**STATED EXERCISE**
Reproduce every one of the rows below word for word, leaving out the pictures.

Items for labeling shapes in pictures
(begin)
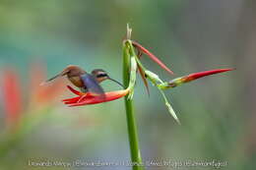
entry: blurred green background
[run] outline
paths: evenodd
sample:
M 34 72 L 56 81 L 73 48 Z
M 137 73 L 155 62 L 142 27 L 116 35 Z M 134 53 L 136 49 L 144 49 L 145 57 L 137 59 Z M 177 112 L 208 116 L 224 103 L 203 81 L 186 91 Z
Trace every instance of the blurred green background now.
M 255 169 L 255 19 L 256 2 L 244 0 L 1 0 L 0 75 L 4 78 L 6 70 L 12 70 L 19 78 L 25 118 L 19 120 L 22 126 L 10 130 L 2 88 L 0 169 L 67 169 L 29 166 L 36 160 L 129 161 L 123 99 L 68 108 L 60 102 L 73 96 L 65 88 L 67 82 L 54 89 L 60 91 L 50 99 L 51 92 L 46 91 L 42 98 L 49 102 L 44 104 L 32 99 L 31 87 L 32 79 L 38 82 L 35 88 L 43 81 L 37 66 L 46 70 L 47 78 L 74 64 L 86 71 L 104 69 L 121 81 L 127 23 L 133 39 L 174 71 L 175 76 L 169 76 L 143 57 L 144 65 L 165 81 L 205 70 L 236 68 L 165 92 L 181 126 L 168 114 L 158 89 L 151 85 L 148 97 L 138 81 L 135 105 L 144 161 L 216 160 L 227 163 L 222 169 Z M 1 85 L 4 82 L 0 79 Z M 105 90 L 119 88 L 111 82 L 102 85 Z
(end)
**FULL RESPONSE**
entry: blurred green background
[run] outline
paths: evenodd
sample:
M 34 72 L 56 81 L 73 48 Z
M 137 73 L 155 62 L 142 27 L 116 35 Z M 134 53 L 136 49 L 144 49 L 145 57 L 137 59 Z M 177 112 L 208 116 L 224 103 L 203 81 L 186 91 Z
Trace every instance of the blurred green background now.
M 255 169 L 255 19 L 256 2 L 244 0 L 1 0 L 0 75 L 4 78 L 6 70 L 12 70 L 19 78 L 25 118 L 19 120 L 22 126 L 10 130 L 2 88 L 0 169 L 67 169 L 29 166 L 36 160 L 129 161 L 123 99 L 68 108 L 60 102 L 73 96 L 65 88 L 67 82 L 54 89 L 60 91 L 50 99 L 51 92 L 46 91 L 42 98 L 49 102 L 44 104 L 32 99 L 31 87 L 32 79 L 38 82 L 35 88 L 43 81 L 37 66 L 46 70 L 47 78 L 74 64 L 86 71 L 104 69 L 121 81 L 127 23 L 133 39 L 174 71 L 175 76 L 169 76 L 143 57 L 144 65 L 165 81 L 205 70 L 236 68 L 165 92 L 181 126 L 168 114 L 158 89 L 151 85 L 148 97 L 138 81 L 135 105 L 144 161 L 216 160 L 227 163 L 222 169 Z M 1 85 L 4 82 L 0 79 Z M 105 90 L 119 88 L 111 82 L 102 85 Z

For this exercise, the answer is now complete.